- _Exercise task_
Strip the pictures and reproduce the rest of the listing exactly.

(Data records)
▬▬▬▬▬▬

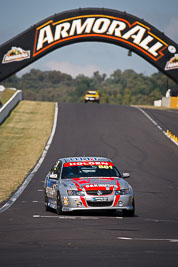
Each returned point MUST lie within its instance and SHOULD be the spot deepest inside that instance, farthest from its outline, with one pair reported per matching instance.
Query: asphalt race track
(30, 236)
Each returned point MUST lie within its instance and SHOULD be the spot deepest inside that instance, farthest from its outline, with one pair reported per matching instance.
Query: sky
(88, 57)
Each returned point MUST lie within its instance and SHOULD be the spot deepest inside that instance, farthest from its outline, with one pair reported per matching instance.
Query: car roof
(77, 159)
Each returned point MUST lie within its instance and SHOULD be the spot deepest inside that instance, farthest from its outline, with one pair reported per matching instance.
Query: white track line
(30, 176)
(158, 126)
(147, 239)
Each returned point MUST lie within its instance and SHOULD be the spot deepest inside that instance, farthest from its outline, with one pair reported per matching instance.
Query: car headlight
(122, 191)
(75, 193)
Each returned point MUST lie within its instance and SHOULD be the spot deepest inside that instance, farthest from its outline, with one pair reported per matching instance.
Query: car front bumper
(121, 202)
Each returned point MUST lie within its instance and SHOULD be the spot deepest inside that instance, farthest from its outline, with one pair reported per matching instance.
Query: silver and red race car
(88, 183)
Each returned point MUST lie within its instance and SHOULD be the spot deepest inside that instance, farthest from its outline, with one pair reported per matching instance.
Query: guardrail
(10, 104)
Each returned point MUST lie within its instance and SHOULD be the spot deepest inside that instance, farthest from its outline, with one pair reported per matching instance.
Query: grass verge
(23, 136)
(6, 95)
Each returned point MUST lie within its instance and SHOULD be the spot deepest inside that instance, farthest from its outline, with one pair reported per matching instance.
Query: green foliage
(127, 87)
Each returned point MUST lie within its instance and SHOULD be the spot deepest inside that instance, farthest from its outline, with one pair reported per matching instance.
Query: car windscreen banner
(90, 24)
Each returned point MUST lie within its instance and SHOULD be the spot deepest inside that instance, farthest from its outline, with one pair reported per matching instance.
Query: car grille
(99, 204)
(97, 192)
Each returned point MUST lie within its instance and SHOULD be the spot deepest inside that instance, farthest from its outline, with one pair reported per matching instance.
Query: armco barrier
(9, 105)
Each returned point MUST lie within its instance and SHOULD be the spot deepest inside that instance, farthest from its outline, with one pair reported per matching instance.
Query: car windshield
(89, 169)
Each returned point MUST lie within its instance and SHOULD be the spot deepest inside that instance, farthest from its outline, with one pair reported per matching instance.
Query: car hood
(95, 183)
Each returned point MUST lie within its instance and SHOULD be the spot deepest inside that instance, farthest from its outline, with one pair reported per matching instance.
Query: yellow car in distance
(92, 96)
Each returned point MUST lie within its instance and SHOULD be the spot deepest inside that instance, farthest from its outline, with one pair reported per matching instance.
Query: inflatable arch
(90, 24)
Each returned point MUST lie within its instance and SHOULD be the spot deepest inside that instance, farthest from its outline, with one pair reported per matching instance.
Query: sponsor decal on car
(88, 163)
(16, 54)
(172, 63)
(136, 34)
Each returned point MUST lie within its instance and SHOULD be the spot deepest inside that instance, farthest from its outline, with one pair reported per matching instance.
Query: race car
(91, 96)
(88, 183)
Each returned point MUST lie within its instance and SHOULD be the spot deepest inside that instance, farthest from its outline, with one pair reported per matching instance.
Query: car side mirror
(126, 175)
(53, 176)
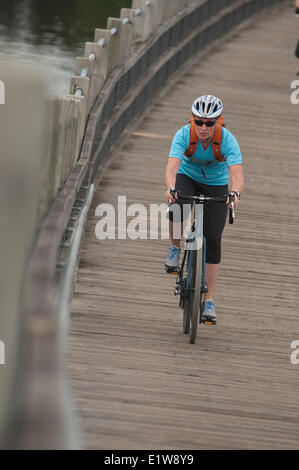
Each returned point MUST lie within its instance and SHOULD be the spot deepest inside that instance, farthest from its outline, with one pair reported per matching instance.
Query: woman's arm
(237, 179)
(172, 167)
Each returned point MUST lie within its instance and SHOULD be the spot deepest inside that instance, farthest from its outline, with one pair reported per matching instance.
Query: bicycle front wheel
(196, 294)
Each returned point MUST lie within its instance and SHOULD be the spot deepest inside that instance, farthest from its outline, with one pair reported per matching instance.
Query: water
(52, 33)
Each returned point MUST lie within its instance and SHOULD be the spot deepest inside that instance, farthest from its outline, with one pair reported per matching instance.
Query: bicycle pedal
(172, 270)
(208, 322)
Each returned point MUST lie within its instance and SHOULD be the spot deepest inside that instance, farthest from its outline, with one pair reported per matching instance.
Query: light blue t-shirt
(206, 169)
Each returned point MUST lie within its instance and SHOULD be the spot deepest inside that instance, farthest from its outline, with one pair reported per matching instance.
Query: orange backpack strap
(193, 139)
(216, 142)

▬▬▬▬▬▬

- _Result_
Each returned point MUST lie within its instance and SHOULD be the spot deepest inside that instance, farthest from its outline, with one pair reported per matching instance.
Query: asphalt race track
(30, 236)
Each returned point MUST lie within its instance and SHOULD be the spot deepest inside that instance, farthest from its outline, with one pair reported per matching instance.
Query: sky
(88, 57)
Each returned point MUST lie within its instance and SHOULD be the spot deepest inside that instance, farthest from its outline, with one pair reported per matching instance.
Query: car roof
(77, 159)
Each returned point MUST lie within its instance and SHOULD be the spot deepest inside that instance, farthest from its outline, with one pair reported per matching instance.
Query: white track line
(30, 176)
(158, 126)
(147, 239)
Each returned point MUST lie within its instance and SHOULD be the spot deepest inside that instance, farthest from its outline, with one pair reported per matching instance.
Query: car headlight
(122, 191)
(75, 193)
Each returned point MUST lie within its instance and SHOULD be the spot deepest inside that instance, farthest from its outline, with one pair reported per matching instance.
Query: car front bumper
(121, 202)
Each returned point MUST lie within its instance and SHOULD be the spot deepest inside that instance, farthest from its outline, with one pair reported per matching instance.
Query: silver and red race car
(88, 183)
Each returned point MUST lie within its instance and SHOULD be the spot deepest inside that instance, farthest from its outline, with one pair reported per matching instance.
Query: guardrail
(10, 104)
Each returned point MUST lie within its instance and SHOULD be the spot deepest inside that instance, farthest from its outline, with one pair reported per matching instance.
Query: grass verge
(23, 136)
(6, 95)
Each returned point MUST lie within its instance and SHOULD be the spot deepest inside that instance, farthest from its outline, with one pair reported per matching instance.
Query: green foliage
(127, 87)
Each returned point MUST lie within its instance and SHOULD be the spot deepest inside that instance, farthest from its outline, with one pair reported per matching instance.
Query: car windscreen banner
(90, 24)
Each returned point MUST lie within its instance and SHOULD be the spot deepest inside that instance, farthest from its outline, with one pair reported per matching instance.
Query: car grille
(99, 204)
(97, 192)
Each returned point MUST lie within its instance and SHOULD be the spot deepest inside that instance, farthest from its outline, with one pair reported per matching instance.
Query: armco barrier
(9, 105)
Each returned point MUST lie within its instance and SHOULD be the spot deepest inside that instance, farthest from its outline, with one pair reported per matching instance.
Query: car windshield
(89, 169)
Each returned point MUST lie within its instance and SHOULD be the spot deepest inside that instance, farthest from its outline, with one pair reported per matching instance.
Query: car hood
(95, 183)
Each returned point MUST lie within its instance and SHOULD be the spot deepest inside that instance, farthest from its outline, with one pair reported per matching instance.
Query: yellow car in distance
(92, 96)
Each returned point MUST lie within its instance and SHOULD be the spot deepest inside that instance, farthest from its outline, with one pair reported per matching instance.
Query: inflatable arch
(90, 24)
Each returned point MUST lie within its instance and SHOULD be the spot deepest inside that instance, farthest from its outline, with one pair reported per matching instance.
Query: sponsor decal on car
(88, 163)
(16, 54)
(172, 63)
(136, 34)
Each returned point MUST lie within its instance and SHOULD be the spot deepest inside that instance, farthest from its outline, with one pair reported per matching instance.
Query: race car
(91, 96)
(88, 183)
Each returned point MUST lie within its instance and SHOULD be the spot deepest inside that instance, farthest from its outline, with one pair reported per matching instance.
Query: car side mirror
(126, 175)
(53, 176)
Each returned point MUST lie within its instance and SHOULD be the spot deepest inside that instance, farthest from its outline, with one pair reported per matching instance.
Query: woman's arm
(237, 179)
(172, 167)
Each returned point MUST lie within its instance and SHOULD be the spot deepest inside that instance, farthest from its outline, with one pair reported per matching instance.
Query: bicycle front wheel
(196, 294)
Each returned point MUST lie within its instance and SHOULD be the spot deepest inside that instance, farthest from its outline, with one pair reported per matching instance.
Query: water
(52, 33)
Each returned point MUST lie within its instance and SHOULD be the spot deepest inside that instance, farthest from its outline, with one pair reported per matching instance.
Query: bicycle pedal
(172, 270)
(208, 322)
Each returned point MUST lie within its instance and SHOULD be the spot deepest inside that instance, farthest from its outline, with one pair reported per matching instance.
Query: light blue t-shirt
(206, 169)
Each returned point MUST lie within its instance and SHOULD be the spot deepest inside that instance, farthest from its outline, with one pair reported per matching instance.
Query: orange backpack strap
(193, 139)
(216, 142)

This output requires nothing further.